### DATA PROVIDED
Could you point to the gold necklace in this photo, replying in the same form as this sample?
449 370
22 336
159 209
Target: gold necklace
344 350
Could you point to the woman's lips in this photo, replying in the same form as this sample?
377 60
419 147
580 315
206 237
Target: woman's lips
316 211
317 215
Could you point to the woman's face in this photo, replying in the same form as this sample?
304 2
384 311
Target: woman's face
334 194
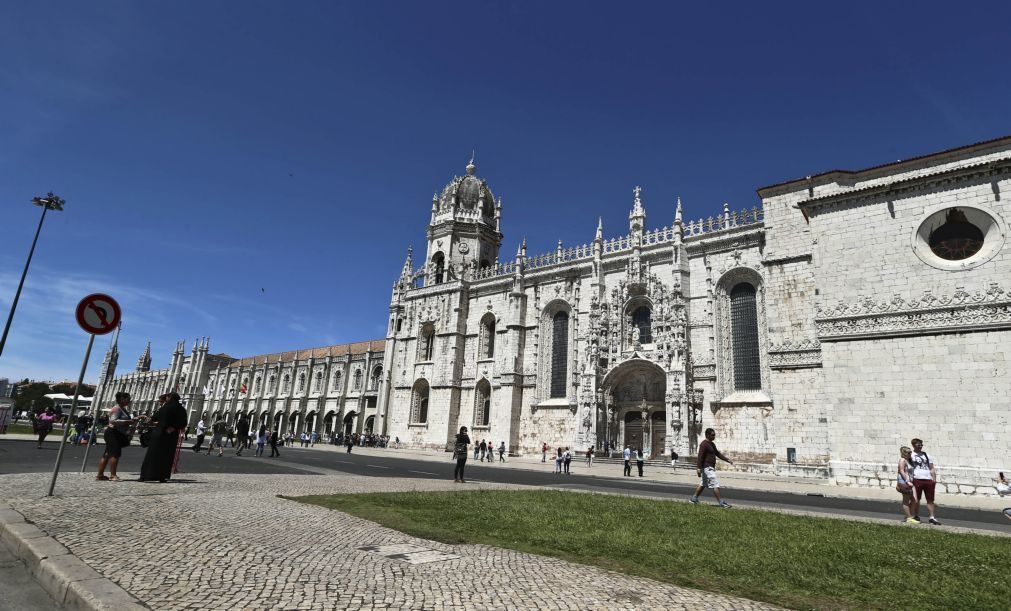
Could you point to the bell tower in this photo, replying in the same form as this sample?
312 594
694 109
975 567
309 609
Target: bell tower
464 231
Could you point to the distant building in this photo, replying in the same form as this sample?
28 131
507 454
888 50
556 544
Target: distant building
818 333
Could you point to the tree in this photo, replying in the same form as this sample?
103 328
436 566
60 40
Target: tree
32 395
68 389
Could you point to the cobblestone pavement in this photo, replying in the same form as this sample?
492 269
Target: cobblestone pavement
227 541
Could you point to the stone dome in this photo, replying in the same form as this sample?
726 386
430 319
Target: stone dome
468 192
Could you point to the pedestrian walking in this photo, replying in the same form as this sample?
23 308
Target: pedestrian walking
1003 488
168 423
924 479
273 444
460 454
243 433
904 484
218 430
706 468
261 440
201 430
43 424
116 437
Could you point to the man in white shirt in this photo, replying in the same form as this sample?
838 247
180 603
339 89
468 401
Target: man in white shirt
924 479
201 430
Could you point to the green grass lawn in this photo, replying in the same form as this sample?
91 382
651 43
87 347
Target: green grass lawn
791 560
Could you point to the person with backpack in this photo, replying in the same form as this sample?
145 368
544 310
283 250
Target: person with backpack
460 455
924 479
243 432
904 485
218 430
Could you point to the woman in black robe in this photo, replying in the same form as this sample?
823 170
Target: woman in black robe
168 422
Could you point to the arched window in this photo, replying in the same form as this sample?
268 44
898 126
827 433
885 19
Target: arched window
420 403
486 337
439 263
559 354
744 333
427 344
641 321
482 404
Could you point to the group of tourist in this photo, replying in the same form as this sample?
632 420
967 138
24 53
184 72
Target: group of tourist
166 426
486 449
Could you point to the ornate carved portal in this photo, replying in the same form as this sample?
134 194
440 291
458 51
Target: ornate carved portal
636 403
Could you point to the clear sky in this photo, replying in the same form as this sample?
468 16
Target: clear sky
255 171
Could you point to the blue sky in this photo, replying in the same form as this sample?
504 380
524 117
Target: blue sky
255 171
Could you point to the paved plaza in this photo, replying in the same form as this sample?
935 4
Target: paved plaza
218 541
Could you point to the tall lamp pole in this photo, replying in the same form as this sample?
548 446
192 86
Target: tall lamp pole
49 202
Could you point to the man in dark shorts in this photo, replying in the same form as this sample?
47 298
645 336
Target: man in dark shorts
706 467
116 435
924 479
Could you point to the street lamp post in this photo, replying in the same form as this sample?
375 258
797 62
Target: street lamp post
49 202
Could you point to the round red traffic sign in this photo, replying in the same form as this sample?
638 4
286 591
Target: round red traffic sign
98 314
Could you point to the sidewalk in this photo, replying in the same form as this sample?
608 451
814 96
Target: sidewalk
215 541
686 475
682 475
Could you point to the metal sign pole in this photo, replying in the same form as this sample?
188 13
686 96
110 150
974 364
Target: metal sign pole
73 408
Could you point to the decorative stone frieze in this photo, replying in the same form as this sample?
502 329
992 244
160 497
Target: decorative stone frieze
928 314
795 355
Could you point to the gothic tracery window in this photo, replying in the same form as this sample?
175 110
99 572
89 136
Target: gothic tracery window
641 320
482 404
486 337
427 343
559 354
744 334
420 403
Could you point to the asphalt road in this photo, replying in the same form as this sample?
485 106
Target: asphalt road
22 456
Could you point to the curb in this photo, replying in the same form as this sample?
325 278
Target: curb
71 583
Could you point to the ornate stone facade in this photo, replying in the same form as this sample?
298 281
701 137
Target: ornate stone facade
817 333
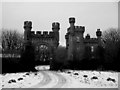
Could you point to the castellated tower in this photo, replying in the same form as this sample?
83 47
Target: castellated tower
56 28
27 31
75 41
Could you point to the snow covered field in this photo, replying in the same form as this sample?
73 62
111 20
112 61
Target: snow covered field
67 79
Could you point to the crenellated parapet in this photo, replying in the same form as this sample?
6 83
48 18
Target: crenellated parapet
80 29
44 34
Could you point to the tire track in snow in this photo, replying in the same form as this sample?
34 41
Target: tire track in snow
46 80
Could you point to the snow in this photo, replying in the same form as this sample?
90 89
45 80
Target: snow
67 79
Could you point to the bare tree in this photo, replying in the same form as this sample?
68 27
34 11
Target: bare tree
111 43
11 40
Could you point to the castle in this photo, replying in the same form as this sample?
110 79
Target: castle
45 43
76 44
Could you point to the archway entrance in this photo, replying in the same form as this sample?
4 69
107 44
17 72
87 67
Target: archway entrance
43 54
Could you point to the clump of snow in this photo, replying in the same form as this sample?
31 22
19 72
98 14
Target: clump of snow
95 78
21 80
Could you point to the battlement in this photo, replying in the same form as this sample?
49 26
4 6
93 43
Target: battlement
40 34
72 20
80 28
28 24
55 26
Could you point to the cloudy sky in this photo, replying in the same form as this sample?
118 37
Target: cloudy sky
92 15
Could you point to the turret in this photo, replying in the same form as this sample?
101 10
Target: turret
72 22
98 33
55 26
87 36
27 30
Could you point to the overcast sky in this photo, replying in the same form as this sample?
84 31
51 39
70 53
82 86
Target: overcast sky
92 15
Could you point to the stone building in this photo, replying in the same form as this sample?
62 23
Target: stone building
77 45
44 42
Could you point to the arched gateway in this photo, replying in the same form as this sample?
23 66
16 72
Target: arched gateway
44 43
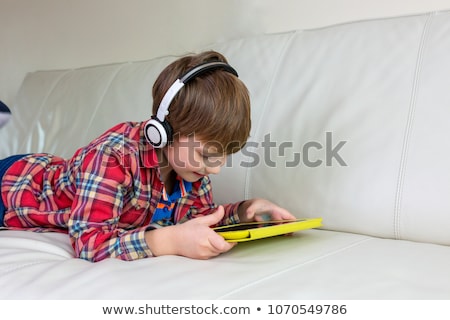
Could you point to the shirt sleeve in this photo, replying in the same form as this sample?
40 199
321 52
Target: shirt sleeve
94 228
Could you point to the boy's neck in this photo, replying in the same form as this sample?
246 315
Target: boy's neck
167 174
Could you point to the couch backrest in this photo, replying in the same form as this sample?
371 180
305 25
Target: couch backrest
350 122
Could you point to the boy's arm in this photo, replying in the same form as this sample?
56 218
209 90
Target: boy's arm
94 223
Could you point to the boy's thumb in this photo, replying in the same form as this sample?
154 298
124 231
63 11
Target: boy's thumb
214 217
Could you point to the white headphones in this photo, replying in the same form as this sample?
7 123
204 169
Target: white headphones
158 131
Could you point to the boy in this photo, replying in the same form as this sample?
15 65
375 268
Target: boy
142 189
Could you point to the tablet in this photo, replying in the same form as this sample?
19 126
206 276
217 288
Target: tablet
257 230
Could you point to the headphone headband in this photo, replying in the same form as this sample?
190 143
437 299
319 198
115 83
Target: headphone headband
163 109
158 131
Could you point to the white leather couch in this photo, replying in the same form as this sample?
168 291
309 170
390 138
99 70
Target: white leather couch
351 123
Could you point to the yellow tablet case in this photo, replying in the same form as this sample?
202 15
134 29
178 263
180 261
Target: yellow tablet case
257 230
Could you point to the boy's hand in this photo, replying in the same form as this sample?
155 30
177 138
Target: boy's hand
192 239
256 209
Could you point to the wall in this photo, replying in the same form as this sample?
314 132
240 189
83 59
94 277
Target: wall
54 34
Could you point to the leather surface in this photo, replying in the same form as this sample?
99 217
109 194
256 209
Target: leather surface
349 123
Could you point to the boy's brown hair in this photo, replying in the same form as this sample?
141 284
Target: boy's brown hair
214 106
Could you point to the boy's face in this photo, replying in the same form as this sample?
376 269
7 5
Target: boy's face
192 159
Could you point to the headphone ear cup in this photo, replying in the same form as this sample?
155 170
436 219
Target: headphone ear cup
158 133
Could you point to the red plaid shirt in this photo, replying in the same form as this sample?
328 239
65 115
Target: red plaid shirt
104 196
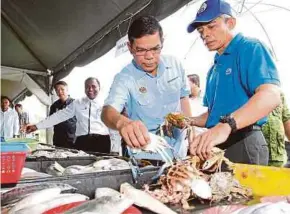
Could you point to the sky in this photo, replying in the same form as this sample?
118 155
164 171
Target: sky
190 49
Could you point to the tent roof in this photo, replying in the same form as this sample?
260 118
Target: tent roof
59 35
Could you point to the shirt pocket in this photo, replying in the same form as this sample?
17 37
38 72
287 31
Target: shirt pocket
145 100
174 85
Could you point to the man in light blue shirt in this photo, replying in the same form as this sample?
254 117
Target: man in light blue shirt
150 87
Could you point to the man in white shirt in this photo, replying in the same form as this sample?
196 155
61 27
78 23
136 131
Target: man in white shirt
196 103
9 119
91 133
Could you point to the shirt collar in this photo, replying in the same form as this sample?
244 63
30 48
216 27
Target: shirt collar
9 109
232 45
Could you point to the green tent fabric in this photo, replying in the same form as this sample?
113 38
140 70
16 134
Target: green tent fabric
52 37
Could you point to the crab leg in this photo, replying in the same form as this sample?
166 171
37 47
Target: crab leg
164 155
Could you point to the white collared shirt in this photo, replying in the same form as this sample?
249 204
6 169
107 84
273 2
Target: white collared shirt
81 109
9 123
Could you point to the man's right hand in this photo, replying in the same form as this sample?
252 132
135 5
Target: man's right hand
135 134
30 128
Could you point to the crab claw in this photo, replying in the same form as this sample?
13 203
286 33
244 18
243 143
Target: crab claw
201 188
158 145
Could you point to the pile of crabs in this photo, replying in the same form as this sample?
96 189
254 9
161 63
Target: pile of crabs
193 178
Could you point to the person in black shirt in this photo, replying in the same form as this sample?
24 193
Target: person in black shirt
64 133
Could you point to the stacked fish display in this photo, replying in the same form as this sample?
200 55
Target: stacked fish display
201 179
102 165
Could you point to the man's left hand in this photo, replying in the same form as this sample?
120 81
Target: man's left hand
203 143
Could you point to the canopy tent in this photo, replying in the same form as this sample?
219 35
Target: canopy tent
44 38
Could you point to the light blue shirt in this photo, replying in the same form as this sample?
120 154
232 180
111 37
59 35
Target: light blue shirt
150 98
236 74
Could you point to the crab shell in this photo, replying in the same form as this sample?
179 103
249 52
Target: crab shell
######
**YOUR OBJECTIVE:** Nothing outside the span should appear: transcribe the lines from the one containing "Could you point to the man's left" through the last line of the records.

**SOLUTION TO THE PROBLEM:**
Could you point to the man's left hand in this photo, replying in the same form as this sample?
120 81
Target: man's left hand
203 143
Could you point to the canopy tent in this photo, replying in the same form as this sample?
219 35
Target: canopy tent
44 38
Could you point to the light blue shirt in this photo, replying in the same form as this sample?
120 154
232 180
111 37
59 35
Target: light blue shirt
150 98
236 74
Could you point to the crab shell in this photo, replying in the same form as this sample?
179 103
249 52
Target: crab shell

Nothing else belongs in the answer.